* What you will do
Transcribe the following lines exactly as they appear, from the first line of the records through the line containing "144 523 291 612", both ends included, and omit the pictures from your answer.

* Data supplied
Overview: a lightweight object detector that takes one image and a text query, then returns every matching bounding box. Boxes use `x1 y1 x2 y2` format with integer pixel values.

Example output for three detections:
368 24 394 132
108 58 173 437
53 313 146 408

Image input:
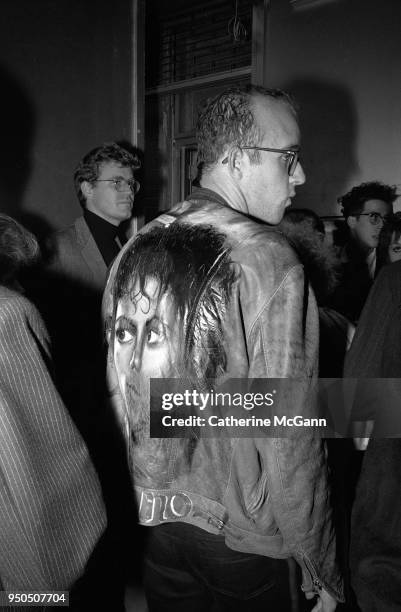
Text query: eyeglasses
221 147 299 176
355 212 390 225
95 177 141 195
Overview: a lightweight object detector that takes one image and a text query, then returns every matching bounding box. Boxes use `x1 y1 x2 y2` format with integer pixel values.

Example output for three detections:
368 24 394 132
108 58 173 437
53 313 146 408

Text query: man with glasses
330 181 397 323
51 142 140 292
37 142 140 609
103 87 342 612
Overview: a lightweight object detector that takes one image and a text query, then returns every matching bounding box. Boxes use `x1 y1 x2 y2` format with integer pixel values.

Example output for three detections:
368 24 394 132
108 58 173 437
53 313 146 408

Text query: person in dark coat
345 262 401 612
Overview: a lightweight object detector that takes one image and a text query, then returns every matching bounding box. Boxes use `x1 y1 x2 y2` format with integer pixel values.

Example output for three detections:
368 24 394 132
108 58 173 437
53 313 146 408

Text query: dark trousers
144 523 291 612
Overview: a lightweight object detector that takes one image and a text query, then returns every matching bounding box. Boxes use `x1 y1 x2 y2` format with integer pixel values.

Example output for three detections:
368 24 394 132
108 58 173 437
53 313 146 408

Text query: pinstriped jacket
0 286 106 590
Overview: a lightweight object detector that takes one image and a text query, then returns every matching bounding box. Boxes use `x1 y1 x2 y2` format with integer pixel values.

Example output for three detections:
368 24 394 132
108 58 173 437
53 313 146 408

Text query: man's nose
129 341 143 372
290 161 306 185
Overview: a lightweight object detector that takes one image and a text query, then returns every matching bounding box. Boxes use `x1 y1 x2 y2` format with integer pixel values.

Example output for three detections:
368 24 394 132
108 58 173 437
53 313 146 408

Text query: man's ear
347 215 357 229
81 181 93 199
227 147 245 178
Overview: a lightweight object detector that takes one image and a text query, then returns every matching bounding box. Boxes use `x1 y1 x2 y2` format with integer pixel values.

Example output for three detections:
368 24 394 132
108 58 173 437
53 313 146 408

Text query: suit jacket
345 262 401 612
0 286 106 590
51 216 107 293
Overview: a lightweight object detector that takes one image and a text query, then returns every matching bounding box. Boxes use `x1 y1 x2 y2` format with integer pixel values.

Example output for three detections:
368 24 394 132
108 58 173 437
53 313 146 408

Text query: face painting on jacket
111 224 234 443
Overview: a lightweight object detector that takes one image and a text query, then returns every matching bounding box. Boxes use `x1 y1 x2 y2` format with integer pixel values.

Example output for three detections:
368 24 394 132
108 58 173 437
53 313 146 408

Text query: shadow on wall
0 65 49 240
283 79 359 215
0 66 36 217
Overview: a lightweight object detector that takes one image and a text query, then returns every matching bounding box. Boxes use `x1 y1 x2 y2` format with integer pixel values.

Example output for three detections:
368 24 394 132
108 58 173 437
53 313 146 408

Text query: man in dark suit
345 262 401 612
52 142 140 291
43 142 140 426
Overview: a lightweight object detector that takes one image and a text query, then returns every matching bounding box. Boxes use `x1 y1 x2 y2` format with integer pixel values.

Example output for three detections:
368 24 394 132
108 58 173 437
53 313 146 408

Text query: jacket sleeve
247 264 343 601
0 296 106 590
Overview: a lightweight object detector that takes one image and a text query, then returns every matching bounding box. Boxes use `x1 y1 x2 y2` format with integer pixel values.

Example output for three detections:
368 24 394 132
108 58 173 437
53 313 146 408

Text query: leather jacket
103 189 343 601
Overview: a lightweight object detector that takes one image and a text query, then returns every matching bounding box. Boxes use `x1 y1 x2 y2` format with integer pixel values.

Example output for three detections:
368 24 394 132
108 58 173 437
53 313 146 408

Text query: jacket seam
246 263 302 374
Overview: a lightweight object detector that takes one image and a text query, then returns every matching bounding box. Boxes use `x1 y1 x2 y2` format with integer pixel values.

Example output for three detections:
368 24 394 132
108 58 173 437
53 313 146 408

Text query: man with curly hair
103 88 342 612
331 181 398 323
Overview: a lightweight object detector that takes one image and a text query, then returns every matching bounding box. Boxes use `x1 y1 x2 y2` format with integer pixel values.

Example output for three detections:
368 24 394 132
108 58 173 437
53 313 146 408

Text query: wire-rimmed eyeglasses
95 177 141 195
221 147 299 176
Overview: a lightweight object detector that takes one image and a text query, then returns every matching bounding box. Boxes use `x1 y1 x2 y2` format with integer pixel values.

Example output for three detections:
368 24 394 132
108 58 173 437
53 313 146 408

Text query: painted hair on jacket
111 223 235 380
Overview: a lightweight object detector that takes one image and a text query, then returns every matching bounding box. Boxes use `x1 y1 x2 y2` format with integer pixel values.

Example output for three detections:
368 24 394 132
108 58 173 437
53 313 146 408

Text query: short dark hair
337 181 398 219
74 142 141 207
197 86 296 171
111 223 235 380
0 213 40 286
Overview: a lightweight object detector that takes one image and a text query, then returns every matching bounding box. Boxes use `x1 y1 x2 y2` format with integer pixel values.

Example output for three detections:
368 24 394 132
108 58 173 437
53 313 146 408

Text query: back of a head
196 86 296 171
0 213 40 286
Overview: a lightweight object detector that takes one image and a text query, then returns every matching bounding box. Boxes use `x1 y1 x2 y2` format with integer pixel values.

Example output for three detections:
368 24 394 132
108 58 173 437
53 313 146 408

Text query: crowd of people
0 87 401 612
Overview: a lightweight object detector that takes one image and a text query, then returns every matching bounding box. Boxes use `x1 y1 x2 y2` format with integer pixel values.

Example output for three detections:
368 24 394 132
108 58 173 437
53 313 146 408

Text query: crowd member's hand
305 589 337 612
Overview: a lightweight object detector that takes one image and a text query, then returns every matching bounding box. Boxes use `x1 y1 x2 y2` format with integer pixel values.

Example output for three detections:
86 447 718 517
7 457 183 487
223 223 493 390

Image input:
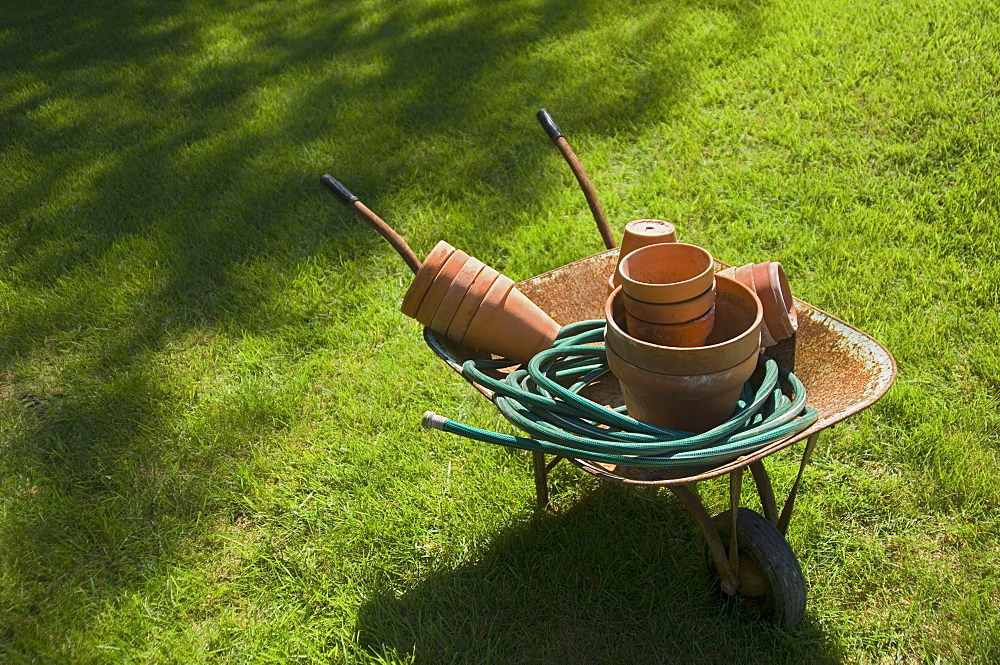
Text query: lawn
0 0 1000 665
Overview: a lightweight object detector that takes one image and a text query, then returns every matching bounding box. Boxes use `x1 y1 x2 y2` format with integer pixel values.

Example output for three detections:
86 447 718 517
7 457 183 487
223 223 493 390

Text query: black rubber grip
536 109 562 143
319 173 358 208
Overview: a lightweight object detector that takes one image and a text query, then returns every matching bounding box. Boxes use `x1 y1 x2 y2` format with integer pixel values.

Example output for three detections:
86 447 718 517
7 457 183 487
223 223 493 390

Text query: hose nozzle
420 411 448 430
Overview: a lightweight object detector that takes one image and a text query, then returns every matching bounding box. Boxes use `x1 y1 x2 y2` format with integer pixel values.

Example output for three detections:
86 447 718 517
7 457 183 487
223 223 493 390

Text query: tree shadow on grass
0 0 758 644
357 487 841 663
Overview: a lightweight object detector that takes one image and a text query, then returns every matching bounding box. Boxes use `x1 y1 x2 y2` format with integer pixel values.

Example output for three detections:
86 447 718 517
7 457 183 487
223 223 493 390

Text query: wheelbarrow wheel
705 508 806 628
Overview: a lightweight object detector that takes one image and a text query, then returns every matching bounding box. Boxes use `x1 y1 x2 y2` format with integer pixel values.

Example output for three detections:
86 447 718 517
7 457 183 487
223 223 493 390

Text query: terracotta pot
625 305 715 347
622 279 715 323
753 261 798 342
607 347 757 433
430 257 485 336
445 266 500 344
608 219 677 293
399 240 455 319
718 261 798 346
463 275 561 363
414 249 472 326
604 274 764 375
618 242 715 303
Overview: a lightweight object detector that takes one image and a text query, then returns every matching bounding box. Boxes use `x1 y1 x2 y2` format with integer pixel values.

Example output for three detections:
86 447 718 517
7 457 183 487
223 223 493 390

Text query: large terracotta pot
607 347 757 432
604 274 764 376
625 304 715 347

* Exercise answer
Overview: a lightweight object detector that takes one image and a text query, then returns every matching bounding box. Boxes use `x1 y1 x2 y2` format with integer pixel values.

Example output for three detections:
368 24 394 132
108 58 173 437
53 313 146 408

Image input:
Text query: eyeglasses
221 147 299 176
355 212 390 225
95 177 141 195
Overview: a lightweight object detector that takes one image and a text query, then returns every matching bounding box. Boxes use `x1 y1 x2 y2` format with integer pixel values.

Example output for three detections:
368 24 394 132
108 58 173 437
53 313 146 408

Text query: man with glasses
330 181 397 323
51 142 140 292
37 142 140 609
103 87 342 612
Overview: a lightweight object detector that takes one image and a text query, then returns every matching bounding box. Boxes use `x1 y1 x2 y2` format with integer pixel values.

Example output for three detections:
368 24 394 132
108 58 173 437
53 313 146 408

Text query: person in dark coat
345 262 401 612
Overview: a lightweight object detector that takes one image and a text query, then returns every matching bounding box. Boxes use `x1 y1 x2 y2` format with integer pixel values.

Example output for three detections:
368 24 394 132
108 58 173 437
53 313 146 408

Text query: dark trousers
144 523 291 612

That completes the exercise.